= YOUR GOAL =
Using the page text on Briand, explain why he took the portfolio of Public Instruction and Worship in the Sarrien ministry in 1906.

= PAGE TEXT =
#####

From the beginning of his career in the Chamber of Deputies, Briand was occupied with the question of the separation of church and state. He was appointed the reporter of the commission charged with the preparation of the 1905 law on separation, and his report at once marked him out as one of the coming leaders. He succeeded in carrying his project through with but slight modifications, and without dividing the parties upon whose support he relied.

He was the principal author of the law of separation, but, not content with preparing it; he wished to apply it as well. The ministry of Maurice Rouvier was allowing disturbances during the taking of inventories of church property, a clause of the law for which Briand was not responsible. Consequently, he accepted the portfolio of Public Instruction and Worship in the Sarrien ministry (1906). So far as the chamber was concerned, his success was complete. But the acceptance of a position in a bourgeois ministry led to his exclusion from the Unified Socialist Party (March 1906). As opposed to Jaurès, he contended that the Socialists should co-operate actively with the Radicals in all matters of reform, and not stand aloof to await the complete fulfillment of their ideals. He himself was atheist.

#####

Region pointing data

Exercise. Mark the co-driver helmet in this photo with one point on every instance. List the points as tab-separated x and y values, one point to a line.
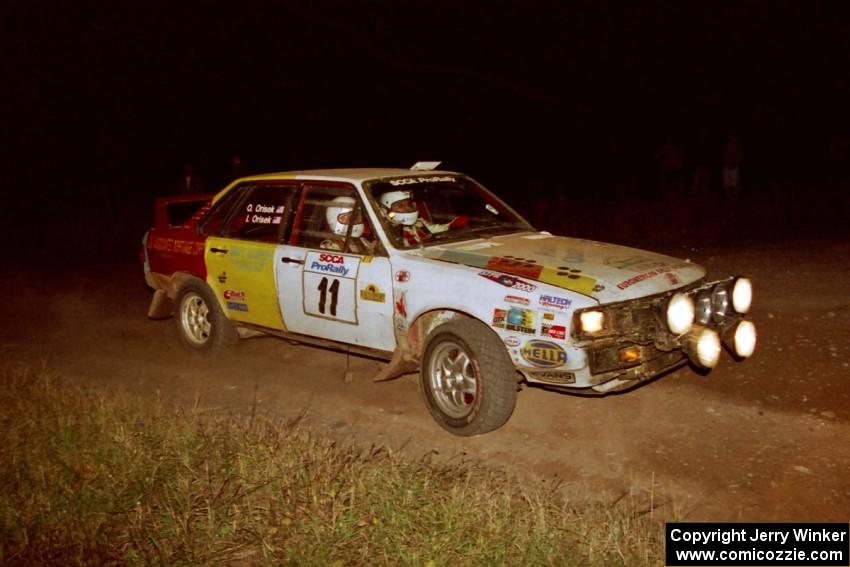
339	216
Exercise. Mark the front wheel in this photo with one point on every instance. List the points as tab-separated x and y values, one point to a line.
201	324
467	378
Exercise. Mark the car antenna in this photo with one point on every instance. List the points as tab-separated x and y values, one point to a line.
348	375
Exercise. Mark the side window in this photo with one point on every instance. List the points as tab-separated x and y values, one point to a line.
332	218
262	215
214	223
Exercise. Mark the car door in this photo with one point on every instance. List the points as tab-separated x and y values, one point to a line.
334	283
240	253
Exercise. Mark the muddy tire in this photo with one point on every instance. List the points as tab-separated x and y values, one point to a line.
467	378
201	324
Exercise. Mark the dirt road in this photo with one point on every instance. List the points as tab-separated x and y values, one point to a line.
763	440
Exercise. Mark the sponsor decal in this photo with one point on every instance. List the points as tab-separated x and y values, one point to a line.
543	354
499	316
372	293
514	319
414	180
554	376
508	281
190	247
554	302
234	295
325	262
554	331
400	306
645	276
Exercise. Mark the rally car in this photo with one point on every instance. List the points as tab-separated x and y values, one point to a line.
430	271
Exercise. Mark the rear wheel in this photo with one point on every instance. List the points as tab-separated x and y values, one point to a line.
201	324
467	378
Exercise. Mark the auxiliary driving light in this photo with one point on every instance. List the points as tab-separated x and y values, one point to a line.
592	321
742	295
680	313
719	302
703	346
745	339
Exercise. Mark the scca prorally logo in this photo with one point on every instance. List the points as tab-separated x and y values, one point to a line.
543	354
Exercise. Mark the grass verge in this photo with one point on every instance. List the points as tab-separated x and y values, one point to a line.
95	478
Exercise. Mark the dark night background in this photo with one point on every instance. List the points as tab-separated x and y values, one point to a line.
102	102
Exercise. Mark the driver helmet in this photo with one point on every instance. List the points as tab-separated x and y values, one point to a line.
339	215
400	208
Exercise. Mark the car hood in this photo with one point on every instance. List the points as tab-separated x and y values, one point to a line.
605	272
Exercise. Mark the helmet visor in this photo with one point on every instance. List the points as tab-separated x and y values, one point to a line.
403	206
350	217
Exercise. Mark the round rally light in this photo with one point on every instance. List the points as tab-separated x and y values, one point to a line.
592	321
708	348
680	314
742	295
745	339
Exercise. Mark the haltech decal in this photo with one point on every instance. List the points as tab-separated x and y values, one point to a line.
543	354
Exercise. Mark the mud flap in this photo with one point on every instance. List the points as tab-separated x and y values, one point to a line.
401	363
161	306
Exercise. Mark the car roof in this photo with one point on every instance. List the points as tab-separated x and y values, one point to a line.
351	174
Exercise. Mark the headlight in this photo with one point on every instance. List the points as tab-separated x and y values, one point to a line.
592	321
745	339
703	346
680	314
742	295
708	348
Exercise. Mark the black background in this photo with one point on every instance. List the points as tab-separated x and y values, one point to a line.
102	102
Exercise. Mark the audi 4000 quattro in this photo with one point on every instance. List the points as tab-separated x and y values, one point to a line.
430	271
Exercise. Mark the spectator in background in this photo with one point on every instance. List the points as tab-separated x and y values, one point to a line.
704	162
670	161
732	155
189	182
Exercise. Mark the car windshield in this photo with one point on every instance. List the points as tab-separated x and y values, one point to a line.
422	210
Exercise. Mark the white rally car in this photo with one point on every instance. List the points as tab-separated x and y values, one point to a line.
433	272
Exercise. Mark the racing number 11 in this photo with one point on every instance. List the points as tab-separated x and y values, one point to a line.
323	290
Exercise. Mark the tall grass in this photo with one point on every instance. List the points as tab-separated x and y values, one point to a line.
91	478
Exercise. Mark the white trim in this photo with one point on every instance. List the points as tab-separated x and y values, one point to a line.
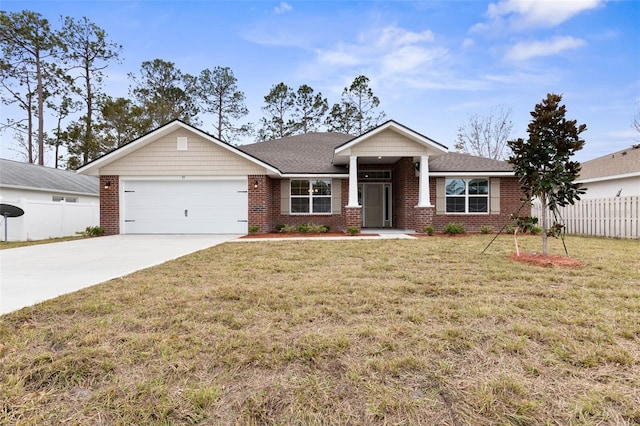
472	174
353	182
416	137
313	176
57	191
93	167
424	196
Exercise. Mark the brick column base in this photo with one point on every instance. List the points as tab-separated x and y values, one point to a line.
424	217
353	217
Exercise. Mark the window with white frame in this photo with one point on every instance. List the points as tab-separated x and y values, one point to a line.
467	195
310	196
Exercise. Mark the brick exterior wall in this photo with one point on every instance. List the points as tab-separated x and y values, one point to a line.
510	202
260	198
110	204
334	221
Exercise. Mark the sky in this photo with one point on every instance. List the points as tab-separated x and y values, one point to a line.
433	64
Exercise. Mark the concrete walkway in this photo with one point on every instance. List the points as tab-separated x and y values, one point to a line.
32	274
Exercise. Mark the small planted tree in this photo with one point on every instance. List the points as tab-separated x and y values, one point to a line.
543	163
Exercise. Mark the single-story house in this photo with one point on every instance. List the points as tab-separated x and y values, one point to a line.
179	179
612	175
56	203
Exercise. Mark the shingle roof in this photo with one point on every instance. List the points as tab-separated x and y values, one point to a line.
618	163
457	162
305	153
313	153
26	175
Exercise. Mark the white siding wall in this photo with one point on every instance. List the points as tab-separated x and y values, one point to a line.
201	158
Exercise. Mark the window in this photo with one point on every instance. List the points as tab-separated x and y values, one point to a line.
310	196
374	174
467	195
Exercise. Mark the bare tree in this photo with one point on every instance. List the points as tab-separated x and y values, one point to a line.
486	136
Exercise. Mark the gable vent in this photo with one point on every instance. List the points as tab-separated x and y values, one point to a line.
182	143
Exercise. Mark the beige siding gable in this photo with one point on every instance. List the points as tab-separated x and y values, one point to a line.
388	143
200	158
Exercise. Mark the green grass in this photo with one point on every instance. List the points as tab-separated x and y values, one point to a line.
425	331
15	244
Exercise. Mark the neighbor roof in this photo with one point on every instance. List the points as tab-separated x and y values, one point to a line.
306	153
14	174
622	162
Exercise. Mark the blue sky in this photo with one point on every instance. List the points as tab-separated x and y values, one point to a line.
433	64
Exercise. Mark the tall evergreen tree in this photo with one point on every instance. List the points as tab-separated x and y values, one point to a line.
28	46
309	111
543	162
357	111
87	52
279	105
219	96
164	93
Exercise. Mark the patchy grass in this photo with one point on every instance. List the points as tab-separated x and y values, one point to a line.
424	331
16	244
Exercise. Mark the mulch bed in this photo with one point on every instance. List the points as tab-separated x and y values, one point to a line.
305	235
546	261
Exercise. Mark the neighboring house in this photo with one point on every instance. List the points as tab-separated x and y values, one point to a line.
612	175
56	202
178	179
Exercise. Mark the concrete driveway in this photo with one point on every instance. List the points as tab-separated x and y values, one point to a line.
29	275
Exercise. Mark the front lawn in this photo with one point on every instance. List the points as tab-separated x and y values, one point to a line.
424	331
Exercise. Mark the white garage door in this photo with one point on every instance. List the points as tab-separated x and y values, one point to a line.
185	207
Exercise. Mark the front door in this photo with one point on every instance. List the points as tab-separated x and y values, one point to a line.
376	205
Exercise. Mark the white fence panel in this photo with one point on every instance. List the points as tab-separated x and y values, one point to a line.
48	219
617	217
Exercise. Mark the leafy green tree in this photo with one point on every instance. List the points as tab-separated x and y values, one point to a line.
309	110
29	49
279	104
120	122
87	53
219	96
357	112
486	136
164	93
543	162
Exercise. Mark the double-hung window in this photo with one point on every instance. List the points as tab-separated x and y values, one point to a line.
310	196
467	195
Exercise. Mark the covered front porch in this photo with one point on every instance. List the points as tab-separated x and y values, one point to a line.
389	184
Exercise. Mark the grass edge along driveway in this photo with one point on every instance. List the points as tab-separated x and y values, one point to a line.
424	331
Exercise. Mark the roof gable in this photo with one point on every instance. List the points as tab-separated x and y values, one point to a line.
389	139
94	167
14	174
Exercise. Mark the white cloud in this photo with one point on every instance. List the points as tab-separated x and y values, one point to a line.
283	7
524	14
532	49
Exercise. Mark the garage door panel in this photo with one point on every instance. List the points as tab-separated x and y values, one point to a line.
185	207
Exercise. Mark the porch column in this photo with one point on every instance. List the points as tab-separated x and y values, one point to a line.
424	195
353	182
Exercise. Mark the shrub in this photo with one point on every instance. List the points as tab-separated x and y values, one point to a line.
317	229
289	228
454	228
486	229
92	231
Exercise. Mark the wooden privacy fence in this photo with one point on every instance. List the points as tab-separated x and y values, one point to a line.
617	217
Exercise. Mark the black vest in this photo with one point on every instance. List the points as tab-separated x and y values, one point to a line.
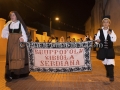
106	43
15	30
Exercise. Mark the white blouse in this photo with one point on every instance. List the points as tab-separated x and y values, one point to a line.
113	39
13	25
112	35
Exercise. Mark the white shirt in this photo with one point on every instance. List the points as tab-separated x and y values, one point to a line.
13	25
113	39
112	35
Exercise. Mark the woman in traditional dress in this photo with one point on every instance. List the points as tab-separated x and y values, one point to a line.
62	39
16	57
106	37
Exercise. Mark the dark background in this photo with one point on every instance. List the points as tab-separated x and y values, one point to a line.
36	13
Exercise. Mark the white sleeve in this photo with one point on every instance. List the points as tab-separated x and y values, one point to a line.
24	36
5	30
113	36
97	36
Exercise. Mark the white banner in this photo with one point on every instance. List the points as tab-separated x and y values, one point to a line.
59	57
71	57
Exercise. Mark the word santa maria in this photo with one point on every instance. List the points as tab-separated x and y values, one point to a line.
59	57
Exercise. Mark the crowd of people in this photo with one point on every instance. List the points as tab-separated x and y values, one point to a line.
17	64
54	39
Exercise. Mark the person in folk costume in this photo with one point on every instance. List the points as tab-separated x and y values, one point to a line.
68	39
106	36
87	37
94	48
62	39
53	39
16	31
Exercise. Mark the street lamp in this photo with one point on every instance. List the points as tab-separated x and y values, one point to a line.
57	19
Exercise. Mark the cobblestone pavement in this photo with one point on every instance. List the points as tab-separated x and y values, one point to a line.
94	80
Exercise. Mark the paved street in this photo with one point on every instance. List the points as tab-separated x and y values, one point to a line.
94	80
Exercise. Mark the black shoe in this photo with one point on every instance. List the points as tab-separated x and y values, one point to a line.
111	79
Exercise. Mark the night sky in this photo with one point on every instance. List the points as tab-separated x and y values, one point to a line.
72	13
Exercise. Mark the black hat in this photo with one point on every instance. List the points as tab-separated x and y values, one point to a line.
107	16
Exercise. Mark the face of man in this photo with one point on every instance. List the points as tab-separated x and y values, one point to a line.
106	23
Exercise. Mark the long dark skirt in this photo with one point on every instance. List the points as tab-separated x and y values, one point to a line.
16	57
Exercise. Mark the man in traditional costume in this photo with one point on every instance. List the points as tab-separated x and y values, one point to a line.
16	57
106	37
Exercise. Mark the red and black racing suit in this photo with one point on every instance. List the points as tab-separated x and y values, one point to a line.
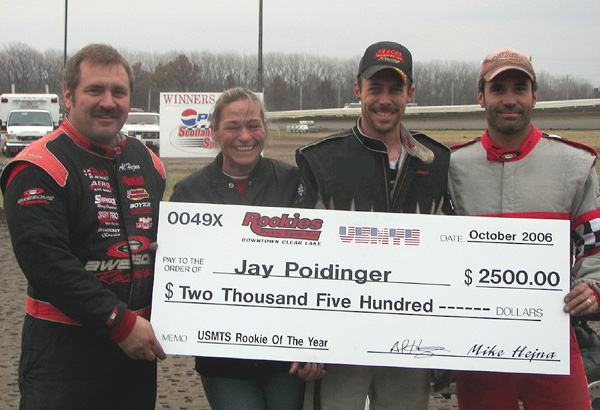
81	219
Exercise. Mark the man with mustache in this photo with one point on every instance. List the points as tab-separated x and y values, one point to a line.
380	166
82	210
514	170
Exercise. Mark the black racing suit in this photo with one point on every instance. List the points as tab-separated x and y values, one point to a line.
81	219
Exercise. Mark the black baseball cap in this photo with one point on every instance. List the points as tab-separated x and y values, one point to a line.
384	55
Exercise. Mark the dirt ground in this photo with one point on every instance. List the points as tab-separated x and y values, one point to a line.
179	386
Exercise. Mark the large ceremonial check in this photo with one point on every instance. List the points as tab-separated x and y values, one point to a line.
365	288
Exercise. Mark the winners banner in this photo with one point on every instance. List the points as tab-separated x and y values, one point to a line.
363	288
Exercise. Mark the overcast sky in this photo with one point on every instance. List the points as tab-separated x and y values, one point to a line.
561	36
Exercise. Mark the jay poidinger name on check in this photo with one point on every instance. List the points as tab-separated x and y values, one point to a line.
363	288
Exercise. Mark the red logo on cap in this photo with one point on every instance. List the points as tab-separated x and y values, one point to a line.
389	53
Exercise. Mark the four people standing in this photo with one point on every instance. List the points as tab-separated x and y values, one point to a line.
87	332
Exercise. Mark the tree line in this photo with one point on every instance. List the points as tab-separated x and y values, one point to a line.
290	81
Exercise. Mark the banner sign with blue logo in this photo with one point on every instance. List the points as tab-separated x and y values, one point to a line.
185	125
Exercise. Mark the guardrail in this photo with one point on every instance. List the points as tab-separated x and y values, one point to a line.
422	110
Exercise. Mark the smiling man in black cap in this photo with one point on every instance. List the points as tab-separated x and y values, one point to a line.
379	166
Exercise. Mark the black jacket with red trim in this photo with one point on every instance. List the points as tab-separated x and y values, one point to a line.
81	219
350	171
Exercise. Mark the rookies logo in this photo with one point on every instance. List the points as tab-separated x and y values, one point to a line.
284	226
389	54
380	236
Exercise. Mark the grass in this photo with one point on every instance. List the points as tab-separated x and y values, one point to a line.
282	145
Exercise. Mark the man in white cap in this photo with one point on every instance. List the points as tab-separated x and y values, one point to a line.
378	165
514	170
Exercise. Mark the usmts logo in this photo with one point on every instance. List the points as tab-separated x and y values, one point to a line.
284	226
382	236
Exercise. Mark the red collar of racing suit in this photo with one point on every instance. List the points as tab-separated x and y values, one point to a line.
498	153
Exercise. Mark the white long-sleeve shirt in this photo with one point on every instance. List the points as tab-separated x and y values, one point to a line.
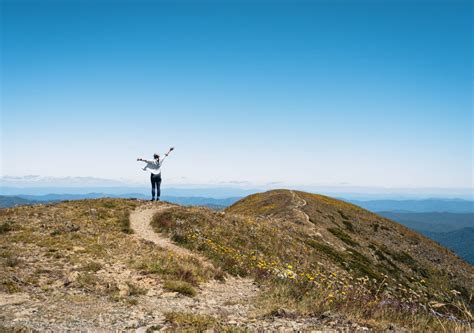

#####

= SOLUTION FOR THIS PROBLEM =
Briand wanted to apply the separation law himself as well as prepare it. The Rouvier ministry was allowing disturbances during the taking of inventories of church property, so he accepted the portfolio.